▶ [What you have to do] Return the data below unchanged. Drop any pictures.

☆ ☆ ☆ ☆ ☆

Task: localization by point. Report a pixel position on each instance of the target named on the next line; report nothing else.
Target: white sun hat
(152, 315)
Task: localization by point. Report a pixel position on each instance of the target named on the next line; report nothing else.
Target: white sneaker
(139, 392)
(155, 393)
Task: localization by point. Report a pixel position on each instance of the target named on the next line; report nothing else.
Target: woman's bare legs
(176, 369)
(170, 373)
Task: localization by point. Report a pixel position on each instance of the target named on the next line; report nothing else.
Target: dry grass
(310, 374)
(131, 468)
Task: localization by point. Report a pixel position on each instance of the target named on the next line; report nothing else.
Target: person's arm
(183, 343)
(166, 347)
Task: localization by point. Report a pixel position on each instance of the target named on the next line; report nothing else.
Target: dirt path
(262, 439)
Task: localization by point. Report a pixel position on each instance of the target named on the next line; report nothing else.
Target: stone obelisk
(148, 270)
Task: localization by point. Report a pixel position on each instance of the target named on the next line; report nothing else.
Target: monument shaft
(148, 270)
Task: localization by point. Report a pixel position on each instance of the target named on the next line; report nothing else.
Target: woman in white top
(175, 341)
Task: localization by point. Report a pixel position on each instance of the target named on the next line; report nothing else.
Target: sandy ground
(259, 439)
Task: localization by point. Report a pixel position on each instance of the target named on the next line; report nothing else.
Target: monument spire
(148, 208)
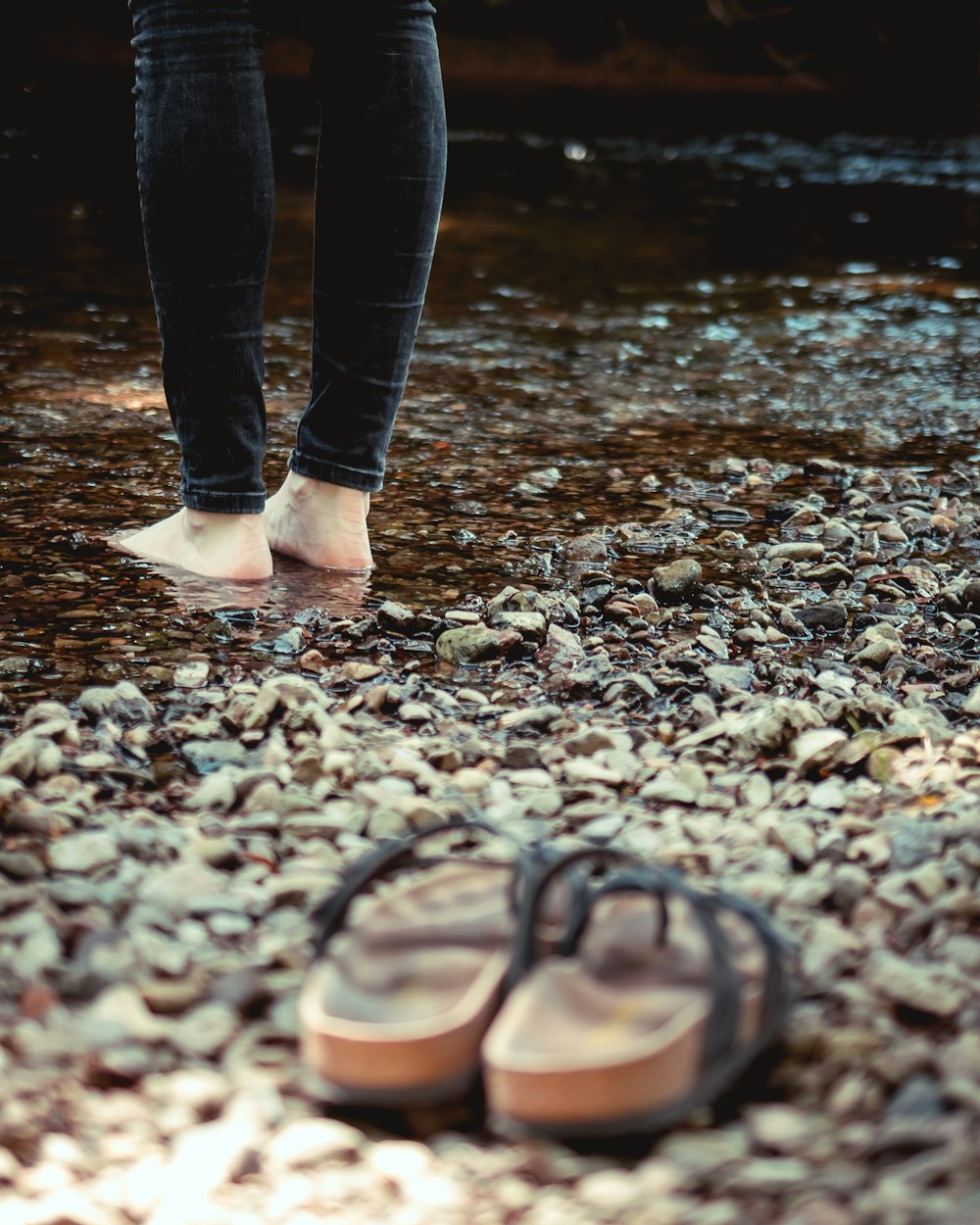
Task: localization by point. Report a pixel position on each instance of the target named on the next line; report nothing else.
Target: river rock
(123, 704)
(677, 582)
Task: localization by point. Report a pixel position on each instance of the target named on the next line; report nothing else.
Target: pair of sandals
(597, 995)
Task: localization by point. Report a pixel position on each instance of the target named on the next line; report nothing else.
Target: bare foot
(322, 524)
(215, 545)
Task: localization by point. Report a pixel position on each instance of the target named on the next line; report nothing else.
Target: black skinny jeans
(206, 191)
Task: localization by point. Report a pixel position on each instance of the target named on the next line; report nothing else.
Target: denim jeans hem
(337, 474)
(223, 504)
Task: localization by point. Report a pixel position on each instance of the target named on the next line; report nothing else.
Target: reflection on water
(606, 319)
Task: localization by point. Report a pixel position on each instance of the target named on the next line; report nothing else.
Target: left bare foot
(214, 545)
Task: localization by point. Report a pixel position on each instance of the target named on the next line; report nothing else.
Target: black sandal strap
(388, 857)
(525, 936)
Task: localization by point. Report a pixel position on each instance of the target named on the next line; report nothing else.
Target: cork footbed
(397, 1009)
(612, 1038)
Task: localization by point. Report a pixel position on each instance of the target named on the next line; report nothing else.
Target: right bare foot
(319, 523)
(204, 543)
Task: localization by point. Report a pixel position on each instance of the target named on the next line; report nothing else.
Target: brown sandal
(397, 1003)
(657, 1000)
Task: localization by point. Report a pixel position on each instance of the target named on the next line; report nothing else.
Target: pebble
(677, 582)
(309, 1142)
(83, 853)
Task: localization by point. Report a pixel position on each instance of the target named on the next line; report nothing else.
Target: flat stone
(468, 645)
(537, 716)
(83, 853)
(927, 989)
(123, 704)
(795, 550)
(729, 679)
(828, 615)
(307, 1143)
(395, 616)
(677, 582)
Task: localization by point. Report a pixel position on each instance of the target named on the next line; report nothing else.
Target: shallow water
(606, 318)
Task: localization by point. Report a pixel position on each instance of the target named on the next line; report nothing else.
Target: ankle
(305, 490)
(210, 520)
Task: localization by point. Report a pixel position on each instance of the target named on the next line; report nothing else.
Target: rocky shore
(788, 710)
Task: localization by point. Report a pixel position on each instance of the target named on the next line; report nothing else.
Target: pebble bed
(790, 715)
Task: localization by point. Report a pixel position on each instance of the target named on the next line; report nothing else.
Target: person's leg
(206, 192)
(380, 176)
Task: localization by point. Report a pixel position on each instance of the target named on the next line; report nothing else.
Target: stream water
(607, 318)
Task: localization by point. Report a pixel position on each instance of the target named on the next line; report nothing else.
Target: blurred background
(675, 233)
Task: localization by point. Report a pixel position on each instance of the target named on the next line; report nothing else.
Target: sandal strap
(726, 983)
(393, 854)
(525, 936)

☆ ☆ ☆ ☆ ☆

▶ [Written solution]
Task: localization by point. Report a pixel position on each instance of the target named on the next line; report nothing else.
Target: white sun hat
(152, 315)
Task: localization by point. Report a pixel position on each instance of the target named on the next line; report nothing else.
Target: white sneaker
(139, 392)
(155, 393)
Task: localization by point. Report a pixel position on each instance of the target named on the next line; report nothing else.
Target: woman's bare legs
(176, 369)
(170, 373)
Task: localization by point. Report a pixel position on each instance of the target named on the next line; report nothing else.
Target: dry grass
(310, 374)
(131, 468)
Task: localization by point. Report a pixel position on each instance of the target named on the next line; report nothing else.
Target: person's arm
(183, 343)
(166, 347)
Task: localization by point. Report a pixel position on each instance of the target named on the next line; report nothing else.
Target: dirt path
(262, 439)
Task: localization by point. Report a pixel position on each instance of the target named on the next line; report nothing else.
Target: stone obelisk
(148, 270)
Task: localization by point. Report a pixel position on each instance of the target named on the next line; report nothing else.
Target: monument shaft
(148, 270)
Task: localization by point. Report a pixel position on each instance of the target named on the next line; report nothing else.
Target: woman in white top
(175, 341)
Task: localization by point. Report a pixel position on each instance of the target named on the next line; report nothing else.
Target: sandy ground
(259, 439)
Task: localization by point. Report a pixel position on each instance of the target named on the next line; report nothing else.
Target: monument spire
(148, 208)
Task: localization by point. Report a pixel position on each instance of the target named on the next line; report nothing else.
Target: river rock
(123, 704)
(677, 582)
Task: localization by point. Report a pixel position on each instance of the target named on the next line; report nothing else.
Target: pair of sandals
(597, 995)
Task: localization by point. Report a pixel position on each instance of the target named on the next line; report nothing else.
Target: bare foot
(322, 524)
(215, 545)
Task: localization by point. Report a pixel position on each instance of the target named on the next line; report nothing else.
Target: black skinny jeans
(206, 191)
Task: localization by point. Report a pixel position on each instance of the target named on the next line; report nothing else.
Target: denim jeans hem
(337, 474)
(223, 504)
Task: localization by point. Report a pixel position on each instance of the target named on the next line; report nothing else.
Target: reflection on water
(606, 319)
Task: localization by point. Report a pixel position on each instance of the target named on the next line; report nothing else.
Target: left bare foot
(214, 545)
Task: localization by point. Report a pixel position on each instance of the target named on the next line; report nothing else.
Target: black sandal strap
(388, 857)
(525, 936)
Task: localization by point. Report a pixel position on each instance of the target named on the next line; report nothing else.
Target: cork footbed
(397, 1009)
(612, 1038)
Task: localization by point. Report a pixel position on each instance of the target named on the next line; report nothing else.
Target: right bare foot
(319, 523)
(204, 543)
Task: localization by point. Report a pixel position on each instance of the target named on the next line; report nothing else.
Target: brown sandal
(397, 1003)
(657, 1000)
Task: localization by point. Report a pixel position on each instance of the target named on the next line; report nothing else.
Target: pebble
(677, 582)
(309, 1142)
(83, 853)
Task: localization by point. Report a pixel position on each instance of the target named on the next line; report nothing else.
Target: flat stone
(468, 645)
(537, 716)
(83, 853)
(927, 989)
(123, 704)
(795, 550)
(729, 679)
(828, 615)
(307, 1143)
(395, 616)
(677, 582)
Task: localization by point. Report a pixel position on each instance of the target named on the next line; report nothing else.
Target: shallow water
(606, 318)
Task: localization by point. Report a pixel position on each instance of the target named on the next line; report nothing else.
Target: ankle
(305, 490)
(210, 520)
Task: localization by point. Report a pixel position on each instance of the target named on the next line; report nothing else.
Target: rocky shore
(788, 710)
Task: localization by point. Report a pixel position on each instance of the target named on the next line; report nothing else.
Target: pebble bed
(790, 715)
Task: localization by point. Report a pixel position on each instance of the target named on the next line; report nothing else.
Target: person's leg
(206, 192)
(380, 176)
Task: localization by point. Report a pixel position on each instance of the target named on the next line; report nothing else.
Target: stream water
(607, 318)
Task: localization by point. Report a pixel position on each instance of the target named on the next line; report nothing else.
Target: blurred background
(675, 233)
Task: localization by point. Report a pixel position on each instance of the target named on the next line; report nothing else.
Target: sandal strap
(726, 983)
(393, 854)
(525, 936)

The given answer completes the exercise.